● Document extract:
┄┄┄┄┄┄┄┄┄┄┄┄┄┄┄┄┄┄┄┄

Hadoop
If you think Hadoop sounds like it might be a kid's toy, you're on the right track.
In 2005, independent coder Doug Cutting and computer scientist Mike Cafarella laid the groundwork for this open-source software platform. Cutting named it after his son's stuffed elephant.
Hadoop is one of those technologies that can be very difficult to explain to mainstream tech industry investors. Luckily, we don't have to understand how Hadoop works – only what it does.
Essentially, Hadoop allows its users – mostly corporations and other large enterprises – to store much, much larger and many, many more data files on a server or network than was previously possible. Hadoop basically erases previous data-storage restraints.
And that makes this open-source technology a Big Data "enabler."
Of course, that requires me to define another term. Big Data refers to the vast amounts of raw, unstructured data too complex to be organized or analyzed by traditional computer applications.
Big Data's uses are nearly endless. Companies who've managed to wrangle it have used it to create super-effective recommendation engines… calculate charging thresholds… track and find treatments for disease outbreaks…
Because of its ability to crunch and store huge amounts of data, since its official launch in 2011, Hadoop has become the platform with which businesses manage and store their data.
As such, it underpins the massive operations of such web leaders as Facebook Inc. (Nasdaq: FB), Twitter Inc. (NYSE: TWTR), and eBay Inc. (Nasdaq: EBAY).

┄┄┄┄┄┄┄┄┄┄┄┄┄┄┄┄┄┄┄┄

Collected data:
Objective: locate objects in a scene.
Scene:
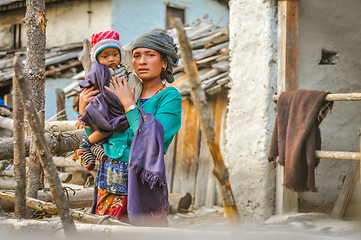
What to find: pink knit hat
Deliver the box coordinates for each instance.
[90,31,123,62]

┄┄┄┄┄┄┄┄┄┄┄┄┄┄┄┄┄┄┄┄

● Work to complete:
A. In the Hadoop passage, what did Cutting name the platform after?
B. Copy the Hadoop passage word for word, starting at "And that makes" and ending at "traditional computer applications.".
The records are separate material, independent of the Hadoop passage.

● Solutions below:
A. His son's stuffed elephant.

B.
And that makes this open-source technology a Big Data "enabler."
Of course, that requires me to define another term. Big Data refers to the vast amounts of raw, unstructured data too complex to be organized or analyzed by traditional computer applications.